**REQUEST:**
What follows is a set of records; repeat all of them exactly.

**GIVEN DATA:**
::::

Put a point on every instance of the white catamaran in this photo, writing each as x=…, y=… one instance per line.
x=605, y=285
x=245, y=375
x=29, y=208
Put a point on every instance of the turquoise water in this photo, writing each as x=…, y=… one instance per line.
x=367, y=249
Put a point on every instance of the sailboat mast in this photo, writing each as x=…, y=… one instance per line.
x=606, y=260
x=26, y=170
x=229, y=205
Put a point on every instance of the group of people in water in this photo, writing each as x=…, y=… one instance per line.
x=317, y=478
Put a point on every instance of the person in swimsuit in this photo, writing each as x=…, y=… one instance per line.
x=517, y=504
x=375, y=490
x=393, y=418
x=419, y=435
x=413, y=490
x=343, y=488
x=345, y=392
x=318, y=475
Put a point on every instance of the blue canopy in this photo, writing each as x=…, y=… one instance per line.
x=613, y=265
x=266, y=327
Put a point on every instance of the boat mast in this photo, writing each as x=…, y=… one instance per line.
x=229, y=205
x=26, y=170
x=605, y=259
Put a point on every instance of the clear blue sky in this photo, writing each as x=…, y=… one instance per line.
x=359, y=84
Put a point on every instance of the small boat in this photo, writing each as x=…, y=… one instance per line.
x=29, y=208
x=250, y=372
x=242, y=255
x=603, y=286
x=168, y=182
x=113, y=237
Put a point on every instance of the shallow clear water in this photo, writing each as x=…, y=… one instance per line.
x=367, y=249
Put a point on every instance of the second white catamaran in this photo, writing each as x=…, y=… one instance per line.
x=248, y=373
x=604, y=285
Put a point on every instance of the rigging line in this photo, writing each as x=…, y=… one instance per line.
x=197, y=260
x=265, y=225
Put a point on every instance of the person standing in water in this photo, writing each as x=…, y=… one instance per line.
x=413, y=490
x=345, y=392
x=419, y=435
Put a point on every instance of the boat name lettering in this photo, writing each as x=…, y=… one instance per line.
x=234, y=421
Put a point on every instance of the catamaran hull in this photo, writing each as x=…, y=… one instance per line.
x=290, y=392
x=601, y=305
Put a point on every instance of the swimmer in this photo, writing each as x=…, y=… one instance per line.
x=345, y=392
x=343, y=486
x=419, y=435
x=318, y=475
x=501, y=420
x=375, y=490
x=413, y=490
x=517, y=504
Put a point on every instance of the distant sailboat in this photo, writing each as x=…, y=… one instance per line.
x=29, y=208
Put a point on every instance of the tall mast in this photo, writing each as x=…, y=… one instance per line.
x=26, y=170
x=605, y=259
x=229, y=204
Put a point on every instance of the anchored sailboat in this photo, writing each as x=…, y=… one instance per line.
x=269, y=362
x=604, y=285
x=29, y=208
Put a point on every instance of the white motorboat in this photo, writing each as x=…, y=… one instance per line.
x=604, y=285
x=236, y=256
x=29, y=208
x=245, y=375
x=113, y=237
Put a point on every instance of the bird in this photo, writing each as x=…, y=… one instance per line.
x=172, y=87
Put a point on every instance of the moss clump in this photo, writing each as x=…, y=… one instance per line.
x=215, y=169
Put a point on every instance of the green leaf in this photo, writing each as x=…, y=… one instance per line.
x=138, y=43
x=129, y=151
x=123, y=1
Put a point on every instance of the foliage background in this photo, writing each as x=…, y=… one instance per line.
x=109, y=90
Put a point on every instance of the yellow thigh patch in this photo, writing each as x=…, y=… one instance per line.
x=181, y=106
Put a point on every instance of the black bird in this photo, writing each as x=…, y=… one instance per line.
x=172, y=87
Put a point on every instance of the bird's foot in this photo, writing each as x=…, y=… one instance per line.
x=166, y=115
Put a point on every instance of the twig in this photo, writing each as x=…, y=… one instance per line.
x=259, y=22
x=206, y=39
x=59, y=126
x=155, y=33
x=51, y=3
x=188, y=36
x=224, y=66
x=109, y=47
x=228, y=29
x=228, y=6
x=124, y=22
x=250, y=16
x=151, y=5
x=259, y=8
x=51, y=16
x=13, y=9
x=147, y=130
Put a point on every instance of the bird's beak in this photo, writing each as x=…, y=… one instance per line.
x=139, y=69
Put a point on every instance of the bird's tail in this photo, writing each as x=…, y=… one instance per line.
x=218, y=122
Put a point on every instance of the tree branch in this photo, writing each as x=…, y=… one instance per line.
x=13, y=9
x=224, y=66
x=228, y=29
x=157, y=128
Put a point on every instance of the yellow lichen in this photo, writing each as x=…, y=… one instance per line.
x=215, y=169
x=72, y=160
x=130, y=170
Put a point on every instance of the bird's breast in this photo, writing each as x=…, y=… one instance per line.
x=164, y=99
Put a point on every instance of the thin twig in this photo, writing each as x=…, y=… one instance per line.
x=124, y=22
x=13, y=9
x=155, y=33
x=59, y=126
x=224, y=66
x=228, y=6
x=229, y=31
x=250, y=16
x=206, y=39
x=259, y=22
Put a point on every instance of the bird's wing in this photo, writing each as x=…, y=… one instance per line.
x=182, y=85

::::

**RESPONSE BELOW:**
Put a point on every instance of the white catamaran in this photo, writing each as x=…, y=… one instance per line.
x=605, y=285
x=245, y=375
x=29, y=208
Put a point on every instance of the turquoise water in this photo, writing each as x=…, y=… one instance per line.
x=367, y=249
Put a point on every instance of the sailboat mast in this photo, writing each as x=…, y=… one instance per line.
x=606, y=260
x=26, y=170
x=229, y=205
Put a point on every instance of the group of people in water in this photo, writing each as x=…, y=… one instance per line.
x=317, y=478
Put a point on every instance of the person in swimsuit in this photo, writing each as x=…, y=… one instance per line.
x=517, y=504
x=375, y=490
x=393, y=418
x=419, y=435
x=413, y=490
x=343, y=488
x=345, y=392
x=318, y=475
Put a point on every instance of the blue canopy in this photo, writing each as x=…, y=… one instance per line.
x=613, y=265
x=266, y=327
Put a point on every instance of the boat mast in this photo, writing each as x=…, y=… one instance per line.
x=229, y=205
x=26, y=170
x=605, y=259
Put a point on every instance of the clear blue sky in this photo, writing each as x=…, y=… one instance per line.
x=359, y=84
Put a point on every instance of the small boat in this photo, writing each as x=…, y=… one instance per line.
x=29, y=208
x=250, y=372
x=242, y=255
x=603, y=286
x=168, y=182
x=113, y=237
Put a point on every instance of the shallow clear water in this photo, writing each as x=…, y=… one instance per line.
x=367, y=249
Put a point on every instance of the second white catamaran in this photo, writing each as x=…, y=… one instance per line.
x=248, y=373
x=604, y=285
Put a point on every instance of the rigging line in this photo, writing each as x=…, y=… one instance per line.
x=197, y=260
x=265, y=225
Put a point on every instance of the person standing in water in this photo, writing each as x=…, y=… one instance per line.
x=413, y=490
x=345, y=392
x=419, y=435
Put a point on every instance of the boat name lettering in this photo, writing each as x=…, y=… one instance per line.
x=234, y=421
Put a point on every instance of the catamaran hull in this photo, writing each as x=…, y=… one instance per line.
x=290, y=392
x=601, y=305
Put a point on every instance of the swimmer in this photo, writing each as x=…, y=… one instance per line.
x=345, y=392
x=343, y=486
x=419, y=435
x=318, y=475
x=501, y=420
x=375, y=490
x=413, y=490
x=517, y=504
Put a point on every instance of the distant sailboat in this photo, writing each as x=…, y=… one instance per line.
x=29, y=208
Put a point on every instance of the tall mast in this photo, writing each as x=…, y=… one instance per line.
x=26, y=170
x=605, y=259
x=229, y=204
Put a point on every instance of the anchored sailboat in this photo, writing each as x=…, y=… one instance per line.
x=269, y=362
x=604, y=285
x=29, y=208
Put a point on every instance of the white motorboat in this photo, writing each as x=…, y=… one instance per line.
x=604, y=285
x=236, y=256
x=29, y=208
x=245, y=375
x=113, y=237
Put a point on every instance of the bird in this photo, writing each as x=…, y=… one instance per line.
x=172, y=87
Put a point on every instance of the moss clump in this photo, writing each as x=…, y=… one instance per line.
x=215, y=169
Put a point on every instance of the green leaf in this photo, writing each as x=…, y=… one instance per line.
x=138, y=43
x=129, y=151
x=123, y=1
Put a point on every instance of the foliage background in this photo, writing each as x=…, y=… one instance per line.
x=109, y=90
Put a point on every instance of the yellow thigh patch in this photo, writing each as x=…, y=… one instance per line.
x=181, y=106
Put a point on every instance of the black bird in this photo, writing each as x=…, y=… one instance per line.
x=172, y=87
Put a point on every instance of the bird's foot in this photo, writing each as x=…, y=… one instance per line.
x=166, y=115
Put a point on every instance of the twig in this photo, writing each as x=…, y=… one instance per line.
x=259, y=22
x=206, y=39
x=59, y=126
x=155, y=33
x=51, y=3
x=188, y=36
x=224, y=66
x=109, y=47
x=228, y=29
x=228, y=6
x=124, y=22
x=250, y=16
x=151, y=5
x=259, y=8
x=51, y=16
x=13, y=9
x=147, y=130
Put a point on every instance of the bird's beak in this photo, writing each as x=…, y=… one instance per line.
x=139, y=69
Put a point on every instance of the bird's tail in this photo, writing each as x=…, y=… one instance per line.
x=218, y=122
Put a point on every instance of the tree branch in this photo, writing each as x=…, y=… one instance per line.
x=13, y=9
x=224, y=66
x=228, y=29
x=157, y=128
Put a point on every instance of the yellow lichen in this photo, writing each as x=…, y=… one instance per line.
x=215, y=169
x=72, y=160
x=130, y=170
Put a point on every instance of the bird's breast in this photo, writing each as x=…, y=… one instance per line.
x=164, y=99
Put a point on every instance of the thin twig in this photo, writing each as x=…, y=… one instance per line.
x=124, y=22
x=13, y=9
x=155, y=33
x=59, y=126
x=224, y=66
x=228, y=6
x=229, y=31
x=250, y=16
x=206, y=39
x=259, y=22
Put a point on every instance of the bird's wing in this photo, writing each as x=…, y=… one instance per line.
x=182, y=85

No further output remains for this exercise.